(Natural language region descriptions)
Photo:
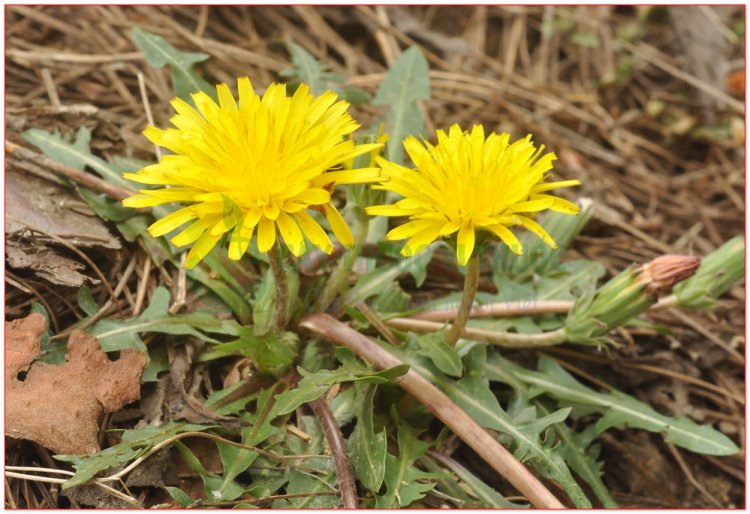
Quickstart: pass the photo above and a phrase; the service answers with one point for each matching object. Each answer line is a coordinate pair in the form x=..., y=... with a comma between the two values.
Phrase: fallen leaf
x=59, y=407
x=31, y=202
x=47, y=264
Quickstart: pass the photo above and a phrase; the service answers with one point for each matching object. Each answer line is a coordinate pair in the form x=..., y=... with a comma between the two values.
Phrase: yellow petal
x=386, y=210
x=200, y=249
x=172, y=221
x=314, y=232
x=358, y=176
x=242, y=235
x=465, y=244
x=313, y=196
x=339, y=226
x=450, y=227
x=412, y=228
x=531, y=206
x=291, y=234
x=420, y=241
x=266, y=234
x=507, y=237
x=559, y=204
x=245, y=92
x=271, y=211
x=194, y=231
x=537, y=229
x=223, y=225
x=141, y=200
x=554, y=185
x=226, y=100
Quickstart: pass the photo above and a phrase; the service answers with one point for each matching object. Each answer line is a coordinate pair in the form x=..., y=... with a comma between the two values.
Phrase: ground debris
x=59, y=406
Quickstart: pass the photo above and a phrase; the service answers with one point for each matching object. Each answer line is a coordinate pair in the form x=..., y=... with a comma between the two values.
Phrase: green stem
x=471, y=283
x=281, y=302
x=507, y=339
x=338, y=281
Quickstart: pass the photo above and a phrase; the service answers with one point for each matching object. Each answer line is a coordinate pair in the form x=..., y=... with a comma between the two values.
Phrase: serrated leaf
x=306, y=482
x=367, y=449
x=314, y=385
x=473, y=395
x=344, y=406
x=407, y=82
x=86, y=302
x=621, y=410
x=377, y=281
x=318, y=76
x=272, y=353
x=308, y=70
x=488, y=496
x=75, y=154
x=574, y=445
x=180, y=496
x=401, y=476
x=235, y=460
x=122, y=334
x=134, y=443
x=160, y=53
x=442, y=355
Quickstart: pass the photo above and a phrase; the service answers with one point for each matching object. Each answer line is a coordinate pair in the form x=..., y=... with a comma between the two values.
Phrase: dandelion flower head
x=468, y=183
x=252, y=167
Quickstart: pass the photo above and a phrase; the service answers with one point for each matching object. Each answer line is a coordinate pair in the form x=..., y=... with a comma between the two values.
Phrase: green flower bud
x=718, y=272
x=624, y=297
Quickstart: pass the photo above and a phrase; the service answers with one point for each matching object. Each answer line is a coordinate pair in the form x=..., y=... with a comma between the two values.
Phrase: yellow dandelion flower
x=256, y=166
x=468, y=183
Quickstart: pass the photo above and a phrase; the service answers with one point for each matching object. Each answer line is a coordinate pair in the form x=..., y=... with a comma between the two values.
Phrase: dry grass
x=615, y=91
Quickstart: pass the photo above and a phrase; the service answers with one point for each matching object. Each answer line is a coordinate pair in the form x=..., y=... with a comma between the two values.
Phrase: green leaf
x=367, y=449
x=121, y=334
x=407, y=82
x=473, y=395
x=160, y=53
x=74, y=154
x=86, y=301
x=134, y=443
x=180, y=496
x=377, y=281
x=307, y=69
x=314, y=385
x=573, y=447
x=442, y=355
x=305, y=482
x=401, y=476
x=488, y=496
x=620, y=410
x=235, y=460
x=272, y=353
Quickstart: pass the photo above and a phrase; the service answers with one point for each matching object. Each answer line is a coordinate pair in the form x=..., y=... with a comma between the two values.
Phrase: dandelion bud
x=718, y=272
x=626, y=296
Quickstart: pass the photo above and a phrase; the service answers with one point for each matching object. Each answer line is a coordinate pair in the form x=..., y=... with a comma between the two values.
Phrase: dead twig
x=81, y=177
x=338, y=449
x=441, y=406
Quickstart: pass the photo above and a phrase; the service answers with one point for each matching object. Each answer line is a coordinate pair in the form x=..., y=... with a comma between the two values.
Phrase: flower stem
x=337, y=446
x=471, y=282
x=337, y=282
x=281, y=303
x=507, y=339
x=455, y=418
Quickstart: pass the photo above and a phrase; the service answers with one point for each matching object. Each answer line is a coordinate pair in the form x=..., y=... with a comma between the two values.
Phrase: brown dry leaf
x=59, y=407
x=47, y=264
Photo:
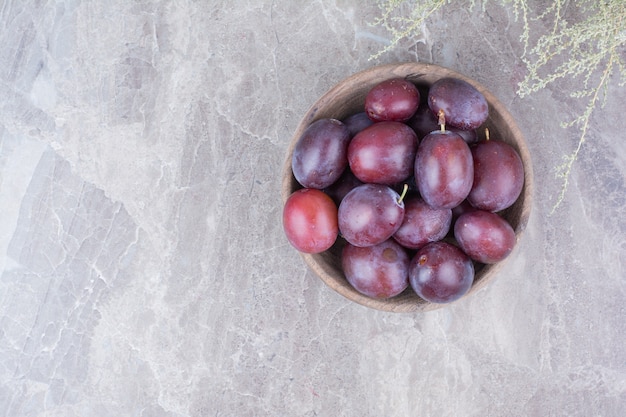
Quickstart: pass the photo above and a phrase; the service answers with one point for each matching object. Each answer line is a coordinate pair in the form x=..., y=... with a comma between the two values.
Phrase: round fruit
x=422, y=224
x=383, y=153
x=310, y=220
x=379, y=271
x=441, y=273
x=357, y=122
x=484, y=236
x=320, y=155
x=463, y=105
x=498, y=175
x=395, y=99
x=338, y=190
x=444, y=170
x=370, y=214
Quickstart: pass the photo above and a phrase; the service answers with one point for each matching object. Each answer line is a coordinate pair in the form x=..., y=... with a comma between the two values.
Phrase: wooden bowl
x=347, y=98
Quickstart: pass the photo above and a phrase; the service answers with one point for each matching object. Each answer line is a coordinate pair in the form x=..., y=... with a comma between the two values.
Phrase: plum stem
x=404, y=191
x=442, y=120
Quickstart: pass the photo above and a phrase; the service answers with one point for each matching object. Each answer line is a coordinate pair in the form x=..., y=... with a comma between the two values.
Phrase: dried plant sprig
x=590, y=49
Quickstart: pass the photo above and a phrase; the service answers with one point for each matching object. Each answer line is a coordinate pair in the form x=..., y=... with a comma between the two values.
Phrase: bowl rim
x=414, y=71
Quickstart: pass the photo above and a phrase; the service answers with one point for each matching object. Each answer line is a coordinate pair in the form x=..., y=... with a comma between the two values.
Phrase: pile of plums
x=410, y=188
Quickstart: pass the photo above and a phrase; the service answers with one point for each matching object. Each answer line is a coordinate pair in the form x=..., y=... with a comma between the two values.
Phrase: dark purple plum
x=338, y=190
x=395, y=100
x=423, y=121
x=357, y=122
x=380, y=271
x=441, y=273
x=484, y=236
x=321, y=153
x=422, y=224
x=498, y=175
x=444, y=169
x=462, y=104
x=370, y=214
x=383, y=153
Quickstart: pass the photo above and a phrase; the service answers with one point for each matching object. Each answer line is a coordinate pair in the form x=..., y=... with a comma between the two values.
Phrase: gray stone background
x=143, y=267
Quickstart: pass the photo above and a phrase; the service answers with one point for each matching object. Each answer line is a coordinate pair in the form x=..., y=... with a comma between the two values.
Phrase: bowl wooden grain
x=347, y=98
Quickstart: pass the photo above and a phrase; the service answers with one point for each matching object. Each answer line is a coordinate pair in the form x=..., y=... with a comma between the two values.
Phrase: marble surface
x=143, y=267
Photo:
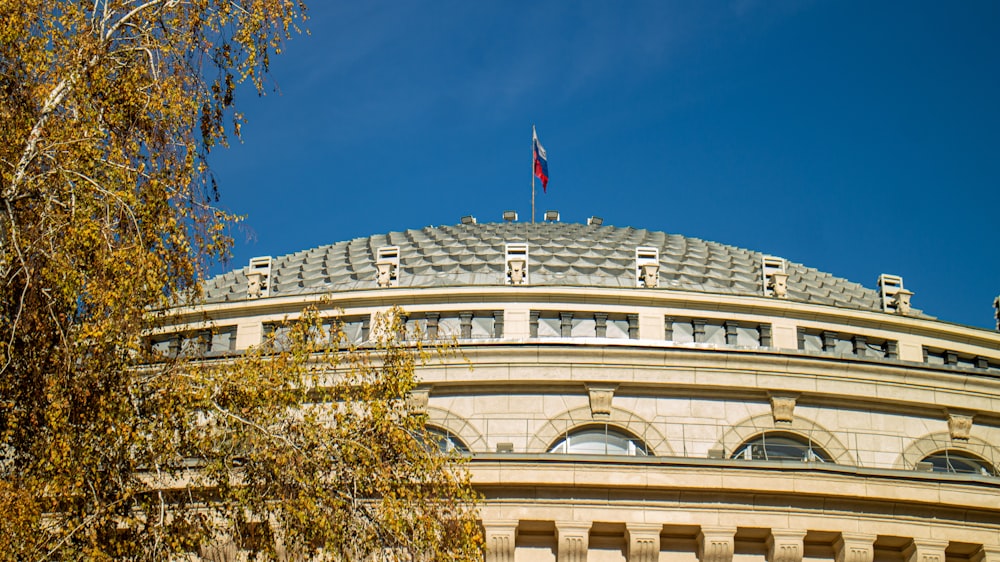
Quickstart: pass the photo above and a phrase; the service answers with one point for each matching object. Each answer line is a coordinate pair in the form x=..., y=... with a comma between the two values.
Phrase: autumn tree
x=109, y=110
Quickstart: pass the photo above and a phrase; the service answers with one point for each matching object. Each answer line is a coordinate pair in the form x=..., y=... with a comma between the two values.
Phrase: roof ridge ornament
x=895, y=298
x=774, y=278
x=259, y=277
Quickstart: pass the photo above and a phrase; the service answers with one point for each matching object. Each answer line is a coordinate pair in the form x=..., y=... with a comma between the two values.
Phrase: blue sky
x=855, y=137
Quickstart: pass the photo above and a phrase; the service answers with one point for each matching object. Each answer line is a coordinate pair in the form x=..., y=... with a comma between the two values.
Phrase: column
x=465, y=323
x=785, y=545
x=699, y=329
x=643, y=542
x=633, y=326
x=732, y=332
x=854, y=547
x=715, y=544
x=572, y=540
x=500, y=540
x=498, y=324
x=601, y=324
x=432, y=324
x=986, y=554
x=925, y=550
x=565, y=324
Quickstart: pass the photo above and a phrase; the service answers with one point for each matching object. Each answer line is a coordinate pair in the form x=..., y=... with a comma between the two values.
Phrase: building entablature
x=523, y=313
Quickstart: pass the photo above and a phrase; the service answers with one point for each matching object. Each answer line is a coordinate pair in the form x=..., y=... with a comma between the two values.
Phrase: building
x=644, y=396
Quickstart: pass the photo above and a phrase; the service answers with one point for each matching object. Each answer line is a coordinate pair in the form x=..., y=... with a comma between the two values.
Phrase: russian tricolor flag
x=541, y=164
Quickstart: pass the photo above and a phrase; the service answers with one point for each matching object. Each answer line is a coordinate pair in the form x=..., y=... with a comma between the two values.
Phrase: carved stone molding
x=925, y=550
x=959, y=426
x=779, y=284
x=986, y=554
x=854, y=547
x=416, y=400
x=643, y=542
x=501, y=537
x=573, y=540
x=785, y=545
x=715, y=544
x=783, y=407
x=601, y=396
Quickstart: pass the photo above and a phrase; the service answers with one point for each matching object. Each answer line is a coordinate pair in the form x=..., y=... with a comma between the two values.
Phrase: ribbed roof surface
x=561, y=254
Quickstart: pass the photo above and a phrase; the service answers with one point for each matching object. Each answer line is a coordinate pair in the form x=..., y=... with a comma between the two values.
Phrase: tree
x=109, y=111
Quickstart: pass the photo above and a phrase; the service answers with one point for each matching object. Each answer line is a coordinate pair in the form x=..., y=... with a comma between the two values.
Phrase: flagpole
x=532, y=172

» **Exercise objective**
Emit only the final stretch of the records: the line containing "Phrase: tree" through the end, each line exactly as it stands.

» **Written answer**
Phrase: tree
x=109, y=111
Quickstart: pass the photo above and a phrase; the service answers with one point for each matching object. Each answer line is a coordinate pair in the form x=..., y=... with a comma between the two values.
Phrase: flagpole
x=532, y=172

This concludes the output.